* **Items**:
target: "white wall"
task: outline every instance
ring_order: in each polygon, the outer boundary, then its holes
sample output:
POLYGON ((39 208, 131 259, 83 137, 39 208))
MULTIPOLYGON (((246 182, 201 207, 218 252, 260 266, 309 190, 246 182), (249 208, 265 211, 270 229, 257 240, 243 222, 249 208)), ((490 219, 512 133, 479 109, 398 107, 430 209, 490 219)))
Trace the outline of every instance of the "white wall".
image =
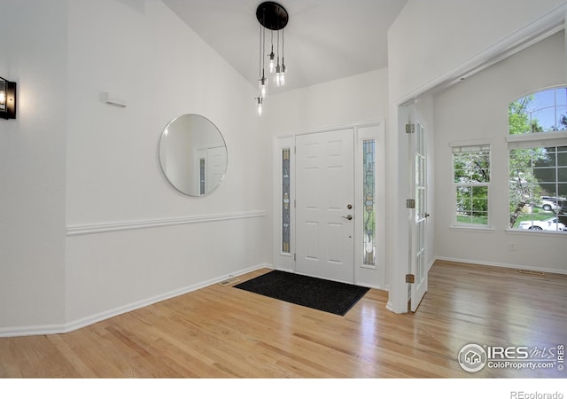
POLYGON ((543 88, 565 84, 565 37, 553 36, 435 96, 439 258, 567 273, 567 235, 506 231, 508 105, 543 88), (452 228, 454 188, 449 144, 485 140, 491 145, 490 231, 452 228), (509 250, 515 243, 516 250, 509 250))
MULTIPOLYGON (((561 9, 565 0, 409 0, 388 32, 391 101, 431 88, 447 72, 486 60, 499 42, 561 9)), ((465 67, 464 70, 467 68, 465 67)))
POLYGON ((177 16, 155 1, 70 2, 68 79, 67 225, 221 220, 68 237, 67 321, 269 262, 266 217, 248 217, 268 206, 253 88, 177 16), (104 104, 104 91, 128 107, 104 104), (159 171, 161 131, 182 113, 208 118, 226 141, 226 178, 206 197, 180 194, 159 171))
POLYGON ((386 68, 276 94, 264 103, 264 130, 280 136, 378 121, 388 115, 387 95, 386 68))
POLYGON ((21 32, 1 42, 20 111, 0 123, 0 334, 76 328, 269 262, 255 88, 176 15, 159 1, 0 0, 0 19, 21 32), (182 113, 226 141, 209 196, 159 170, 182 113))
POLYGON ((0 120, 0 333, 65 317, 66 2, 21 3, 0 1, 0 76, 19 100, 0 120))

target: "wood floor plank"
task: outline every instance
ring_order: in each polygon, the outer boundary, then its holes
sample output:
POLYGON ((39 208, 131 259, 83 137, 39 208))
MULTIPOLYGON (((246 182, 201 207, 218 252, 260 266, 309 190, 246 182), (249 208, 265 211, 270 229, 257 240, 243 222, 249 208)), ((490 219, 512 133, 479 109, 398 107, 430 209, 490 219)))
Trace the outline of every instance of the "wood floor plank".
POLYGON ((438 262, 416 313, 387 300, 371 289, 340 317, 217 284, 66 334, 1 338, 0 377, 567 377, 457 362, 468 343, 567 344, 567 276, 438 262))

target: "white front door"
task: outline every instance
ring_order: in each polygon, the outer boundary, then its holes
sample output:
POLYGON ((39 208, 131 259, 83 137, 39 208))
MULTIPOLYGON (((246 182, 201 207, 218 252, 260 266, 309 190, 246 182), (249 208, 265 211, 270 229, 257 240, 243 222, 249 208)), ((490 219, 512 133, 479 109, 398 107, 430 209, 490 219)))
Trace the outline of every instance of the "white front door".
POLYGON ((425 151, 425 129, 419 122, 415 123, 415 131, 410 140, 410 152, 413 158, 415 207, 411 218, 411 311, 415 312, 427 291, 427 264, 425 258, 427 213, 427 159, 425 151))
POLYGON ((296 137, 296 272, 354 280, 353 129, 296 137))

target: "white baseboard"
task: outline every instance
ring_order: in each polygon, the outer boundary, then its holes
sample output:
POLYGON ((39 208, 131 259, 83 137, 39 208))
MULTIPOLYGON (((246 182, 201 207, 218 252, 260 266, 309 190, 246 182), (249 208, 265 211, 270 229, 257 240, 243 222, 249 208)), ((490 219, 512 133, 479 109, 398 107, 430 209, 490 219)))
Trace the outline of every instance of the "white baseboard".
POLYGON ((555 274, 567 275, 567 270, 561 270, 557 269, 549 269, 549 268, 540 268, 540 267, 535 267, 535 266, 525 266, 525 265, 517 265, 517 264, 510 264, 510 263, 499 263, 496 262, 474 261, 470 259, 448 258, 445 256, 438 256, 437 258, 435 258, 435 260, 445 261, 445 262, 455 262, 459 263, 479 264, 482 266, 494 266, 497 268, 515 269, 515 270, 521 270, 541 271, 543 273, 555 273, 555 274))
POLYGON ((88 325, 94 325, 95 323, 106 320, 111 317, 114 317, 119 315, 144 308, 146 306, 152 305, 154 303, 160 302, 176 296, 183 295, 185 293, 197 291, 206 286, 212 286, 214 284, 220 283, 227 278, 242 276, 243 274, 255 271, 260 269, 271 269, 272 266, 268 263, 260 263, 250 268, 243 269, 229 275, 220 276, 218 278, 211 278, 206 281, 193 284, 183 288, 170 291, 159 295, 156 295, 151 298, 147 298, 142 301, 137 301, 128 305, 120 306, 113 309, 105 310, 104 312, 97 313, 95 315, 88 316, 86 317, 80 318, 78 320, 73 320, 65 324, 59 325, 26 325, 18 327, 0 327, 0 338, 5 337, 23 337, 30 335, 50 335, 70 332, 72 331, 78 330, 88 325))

* **Given task**: Output every line of the entries above as a JSON list of strings, one string per line, with blank lines omitted. Leave the pictures out of the list.

* **Task solution**:
[
  "target: \"white wall\"",
  "task: outline every instance",
  "ring_order: in each polygon, the outer boundary, then its holes",
  "sample output:",
  "POLYGON ((39 208, 131 259, 83 137, 39 208))",
  "MULTIPOLYGON (((246 182, 201 207, 218 252, 260 266, 309 190, 246 182), (249 208, 265 211, 270 229, 257 240, 243 222, 249 208)), ((490 219, 512 133, 479 109, 398 107, 430 209, 490 219)))",
  "Trace the outline of every instance of the \"white wall\".",
  "image =",
  "POLYGON ((543 88, 565 84, 565 37, 553 36, 435 96, 439 258, 567 273, 567 235, 506 231, 508 105, 543 88), (452 228, 454 188, 449 144, 485 140, 491 145, 490 231, 452 228), (509 250, 515 243, 516 250, 509 250))",
  "MULTIPOLYGON (((561 9, 565 0, 409 0, 388 32, 391 101, 431 88, 447 72, 486 60, 499 42, 561 9)), ((465 67, 464 70, 467 68, 465 67)))",
  "POLYGON ((177 16, 155 1, 70 2, 68 79, 67 225, 221 220, 68 237, 67 321, 269 262, 266 217, 248 217, 268 206, 253 88, 177 16), (104 104, 104 91, 128 107, 104 104), (159 171, 161 131, 182 113, 208 118, 226 141, 226 178, 206 197, 180 194, 159 171))",
  "POLYGON ((386 68, 276 94, 264 103, 264 130, 280 136, 378 121, 388 115, 387 95, 386 68))",
  "POLYGON ((21 32, 1 42, 20 111, 0 123, 0 334, 76 328, 269 262, 255 88, 176 15, 159 1, 0 0, 0 19, 21 32), (182 113, 226 141, 209 196, 159 170, 182 113))",
  "POLYGON ((0 120, 0 333, 65 317, 66 2, 21 3, 0 1, 0 76, 19 100, 0 120))",
  "target: \"wood floor plank\"",
  "task: outline every instance",
  "ring_order: in each polygon, the outer boundary, then its holes",
  "sample output:",
  "POLYGON ((39 208, 131 259, 83 137, 39 208))",
  "MULTIPOLYGON (((246 182, 201 207, 218 252, 260 266, 309 190, 246 182), (249 208, 265 211, 270 229, 257 240, 243 222, 249 208)), ((490 219, 512 133, 479 109, 398 107, 430 209, 490 219)))",
  "Trace the outline of every instance of the \"wood floor plank\".",
  "POLYGON ((438 262, 416 313, 387 300, 371 289, 340 317, 217 284, 66 334, 1 338, 0 377, 567 377, 457 362, 468 343, 567 344, 567 276, 438 262))",
  "target: \"white front door\"",
  "task: outline every instance",
  "ring_order: in each polygon, the outer boundary, then its holes",
  "sample output:",
  "POLYGON ((39 208, 131 259, 83 137, 39 208))",
  "MULTIPOLYGON (((246 182, 201 207, 218 252, 260 266, 309 190, 246 182), (249 208, 265 211, 270 229, 257 240, 243 222, 249 208)), ((490 219, 512 133, 479 109, 398 107, 430 209, 490 219)))",
  "Trace the outline of every instance of the \"white front door\".",
  "POLYGON ((425 151, 425 129, 419 122, 415 123, 415 131, 410 140, 410 152, 413 158, 415 207, 411 218, 411 311, 415 312, 427 291, 427 264, 425 258, 427 213, 427 159, 425 151))",
  "POLYGON ((296 137, 296 272, 354 280, 353 129, 296 137))",
  "target: \"white baseboard\"",
  "task: outline every instance",
  "ring_order: in each polygon, the outer boundary, then its holes",
  "sample output:",
  "POLYGON ((39 208, 131 259, 83 137, 39 208))",
  "MULTIPOLYGON (((246 182, 201 207, 218 252, 260 266, 309 190, 246 182), (249 208, 265 211, 270 229, 257 240, 243 222, 249 208)), ((490 219, 512 133, 479 109, 398 107, 430 209, 490 219)))",
  "Trace the outline of every instance of the \"white baseboard\".",
  "POLYGON ((555 274, 567 275, 567 270, 561 270, 557 269, 549 269, 549 268, 540 268, 540 267, 535 267, 535 266, 525 266, 525 265, 517 265, 517 264, 510 264, 510 263, 499 263, 496 262, 474 261, 470 259, 448 258, 445 256, 438 256, 437 258, 435 258, 435 260, 445 261, 445 262, 455 262, 459 263, 479 264, 482 266, 494 266, 497 268, 515 269, 515 270, 521 270, 541 271, 543 273, 555 273, 555 274))",
  "POLYGON ((88 325, 94 325, 95 323, 106 320, 111 317, 114 317, 119 315, 144 308, 146 306, 152 305, 154 303, 160 302, 176 296, 183 295, 185 293, 197 291, 206 286, 212 286, 214 284, 220 283, 227 278, 242 276, 243 274, 255 271, 260 269, 271 269, 272 266, 268 263, 260 263, 250 268, 243 269, 229 275, 220 276, 218 278, 211 278, 206 281, 193 284, 183 288, 170 291, 159 295, 156 295, 151 298, 147 298, 142 301, 137 301, 128 305, 120 306, 113 309, 105 310, 104 312, 97 313, 95 315, 88 316, 86 317, 80 318, 78 320, 73 320, 65 324, 59 325, 26 325, 18 327, 0 327, 0 338, 5 337, 23 337, 30 335, 50 335, 70 332, 72 331, 78 330, 88 325))"
]